▶ [INSTRUCTIONS]
(a) In the list of Anne's memories, rewrite the part that opens with the words containing "Meeting her (canonically" and closes with "she is now.", changing "John" to "Jack" throughout.
(b) Answer these questions from the list of Anne's memories, marking each answer to match:
(i) At which prison did Anne get her job as a correctional officer?
(ii) How old was she when she got her first kiss?
(iii) Who went whitewater rafting with her?
(c) Extend the list of Anne's memories past its final entry.

▶ [TEXT]
-*-*-
Some of these will be drabblethings, and others will be cutscenes from her time in Silent Hill because seriously. Silent Hill. And obviously since some of her most important memories take place on the Tranquility, there will be some of those, as well.

Please note that a lot of these will contain potentially triggering things and concepts such as euthanasia, murder, blood, graphic violence, and all sorts of other awful things because this is Anne we're talking about.





OCTOBER 25th, 2011; Silent Hill





All of the "assorted good memories" and "assorted bad memories" are things I'll write out as drabbles if you decide you want your character to receive them so there's more for your character to work with. Just let me know here or on plurk, or on my event plotting thread and I'll whip them up and throw them into this entry

ASSORTED GOOD MEMORIES
Fun times with her dad, Frank. These probably include things like him teaching her to drive, them going on camping and fishing trips, or just the two of them sitting and drinking beer and shooting the breeze on the front porch when she's older. A lot to memories of making snowmen together and drinking hot chocolate afterward, and decorating Christmas trees and carving pumpkins. They were big on all the holidays and had a lot of traditions.
Random childhood memories. The sort of things most kids would have growing up. Basically her entire childhood was amazing so there are a lot of options here.
Meeting her (canonically nameless but fuck the police) future husband John Cunningham. Also cute stupid shit from the duration they dated before getting married, like going to bars and eating hot wings in the front seat of their car. Mostly not all that romantic because Anne used to be the world's least romantic person.
Losing her virginity on prom night in the back of her date's truck. Which is more of an awkward memory than a good one but it wasn't TERRIBLE so there you go.
Her wedding to John. Which involved a lot of her tripping in high heels and then throwing her shoes at someone later in the night and also shoving cake in her groom's face because she's always been as much of an asshole as she is now.
Graduating from police academy for her CO training.
Getting her job as a correctional officer at Wayside Maximum Security Prison.
Awkwardly adorable things like getting her first kiss when she was thirteen or holding hands with some boy whose name she doesn't even remember on a class trip in grade school.
Shenanigans with her friends in high school, most of whom were male. Things like drinking and just generally making mischief, but in a "I'm gonna be a fucking prison guard I can't fuck shit up like you guys can" sort of way. Anything bad she did was pretty minor because Frank.
Cooking dinner with her husband. Well, lurking and making things hard for him while he was cooking. For her that counts as cooking.
Drinking whiskey with her prison guard pals in the guard station after their shifts.
Just generally palling around with her prison guard buddies, both her Wayside coworkers and some guards from Ryall that she made friends with because she went to visit Frank so much (including T. Willis). They went to bars and out to eat and stuff together a lot, and Frank came a lot of the time before the incident.
Going on a whitewater rafting trip with T. Willis and M. Koonz.
-*-*-
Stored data
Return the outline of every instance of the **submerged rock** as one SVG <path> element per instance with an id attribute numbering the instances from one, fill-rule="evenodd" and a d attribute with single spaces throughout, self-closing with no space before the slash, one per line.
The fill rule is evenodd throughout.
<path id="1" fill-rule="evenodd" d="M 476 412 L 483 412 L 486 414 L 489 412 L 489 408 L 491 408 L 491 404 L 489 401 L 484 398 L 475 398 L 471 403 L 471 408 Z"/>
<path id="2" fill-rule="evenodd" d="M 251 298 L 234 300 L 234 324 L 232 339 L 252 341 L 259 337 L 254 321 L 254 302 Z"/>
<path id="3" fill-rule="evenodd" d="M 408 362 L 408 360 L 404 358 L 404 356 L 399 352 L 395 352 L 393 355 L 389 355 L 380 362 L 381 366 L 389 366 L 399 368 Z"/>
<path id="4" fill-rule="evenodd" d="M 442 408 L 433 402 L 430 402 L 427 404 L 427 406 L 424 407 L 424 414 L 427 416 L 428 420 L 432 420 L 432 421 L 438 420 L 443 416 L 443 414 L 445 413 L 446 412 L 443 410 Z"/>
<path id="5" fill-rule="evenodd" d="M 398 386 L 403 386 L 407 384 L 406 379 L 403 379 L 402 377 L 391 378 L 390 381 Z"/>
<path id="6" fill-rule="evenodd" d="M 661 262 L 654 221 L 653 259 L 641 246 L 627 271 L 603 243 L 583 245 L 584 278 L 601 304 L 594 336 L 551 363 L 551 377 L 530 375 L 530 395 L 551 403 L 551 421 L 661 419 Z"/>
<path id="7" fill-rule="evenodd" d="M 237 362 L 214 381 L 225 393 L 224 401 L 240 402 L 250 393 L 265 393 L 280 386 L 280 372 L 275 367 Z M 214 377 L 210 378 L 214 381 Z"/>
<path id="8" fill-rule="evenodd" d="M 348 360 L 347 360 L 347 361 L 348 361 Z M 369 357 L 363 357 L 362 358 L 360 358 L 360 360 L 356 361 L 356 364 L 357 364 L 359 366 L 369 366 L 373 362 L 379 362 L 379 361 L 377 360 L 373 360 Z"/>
-*-*-
▶ [ANSWERS FOR THE EXERCISE]
(a)
Meeting her (canonically nameless but fuck the police) future husband Jack Cunningham. Also cute stupid shit from the duration they dated before getting married, like going to bars and eating hot wings in the front seat of their car. Mostly not all that romantic because Anne used to be the world's least romantic person.
Losing her virginity on prom night in the back of her date's truck. Which is more of an awkward memory than a good one but it wasn't TERRIBLE so there you go.
Her wedding to Jack. Which involved a lot of her tripping in high heels and then throwing her shoes at someone later in the night and also shoving cake in her groom's face because she's always been as much of an asshole as she is now.

(b)
(i) Wayside Maximum Security Prison
(ii) Thirteen
(iii) T. Willis and M. Koonz

(c)
ASSORTED BAD MEMORIES
Being stupid and crashing her car when she was seventeen. She didn't really get hurt, but Frank gave her the "I'm not angry just disappointed" speech which was worse than broken bones.
Getting the news that Frank had been attacked in the prison showers, allegedly by Murphy Pendleton, while he was at work and ended up in a coma.
Watching Frank waste away in a vegetative state after the attack. For several years after he was attacked she took care of him at home until he deteriorated to the point that he needed round the clock care at a hospital and to be on lift support. During his hospital stay she spent almost all of her time with him when she wasn't at work.
Coming home from work one day to find that John had packed up and left, and had left a note explaining that it was because of how distant and borderline emotionally abusive she'd become while dealing with the fact that her father was inevitably going to die, along with how focused she'd become on revenge above everything else.
Going through the long and messy divorce process. She also tried to fight it for a while so it made it even messier.
Turning off Frank's ventilator and essentially actually being the person who killed him after not being able to stand watching him suffer any more. (detailed above))
After Frank's attack much of her life was consumed by her hatred for Murphy and by the notion of getting revenge on him for what he did. It got to the point that she admitted canonically to doing "sick things" to get him transferred to her prison so she could presumably put a bullet in him. For event purposes I'll definitely end up hashing out some of the "sick things" in drabbles if requested but tl;dr much of them involved doing super shady things for fellow prison employees, both at Ryall where Murphy was currently being held and at Wayside. Things that probably involved doctoring arrest reports or other illegal fraud things, possibly roughing some people up (though not killing them, because Anne is unable to actually kill Murphy when she gets the chance and I can't imagine her being able to do it to someone she had no quarrel with), and sexual favors that she probably regrets much more than knocking people's teeth in or otherwise breaking the law.
Getting into a bus crash during Murphy's transfer to Wayside and ending up stranded in the town of Silent Hill. There she encounters monsters, ghostly and horrific manifestations of her father, and spends time trying to survive the "Otherworld". She tries to kill Murphy but lacks the will to actually pull the trigger, and dies several times before she realizes that she and Murphy are permanently trapped in the town until they "finish what they started". Which turns out to be her realizing that a fellow guard, George Sewell, killed Frank and Murphy was framed for the crime. After the two make their peace, they are released from the town. Silent Hill is a big huge chunk of her bad memories so anything related to her time there I'll be happy to write out more extendedly if anyone asks.
Killing Sewell in revenge for her father's death. (detailed above)



MEMORIES FROM THE TRANQUILITY
She and Murphy's first kiss
When Silent Hill intervened on the ship
Confessing her feelings to Murphy
Finding out about Heather's role in Silent Hill
She and Murphy actually becoming an official couple (NSFW)
Meeting her now-bff Firo
Her first fight (and coincidentally first meeting) with Netherlands
Trying to kill Murphy (as a monster but still)
Alex and Heather's awkward attempt at playing matchmaker
Asking Murphy to marry her
Experiencing nightmare fuel while trying not to die of stasis sickness
Almost dying on the Cyllene with Ellis
Almost attempting suicide
It was really easy to gather together memories with Murphy because of Rev's awesome tracking post, but with other CR I wasn't so lucky. Please feel free to send me links to threads with Anne and your character and I'll include them here! Sorry for being a scatterbrained goof and losing track of so many links!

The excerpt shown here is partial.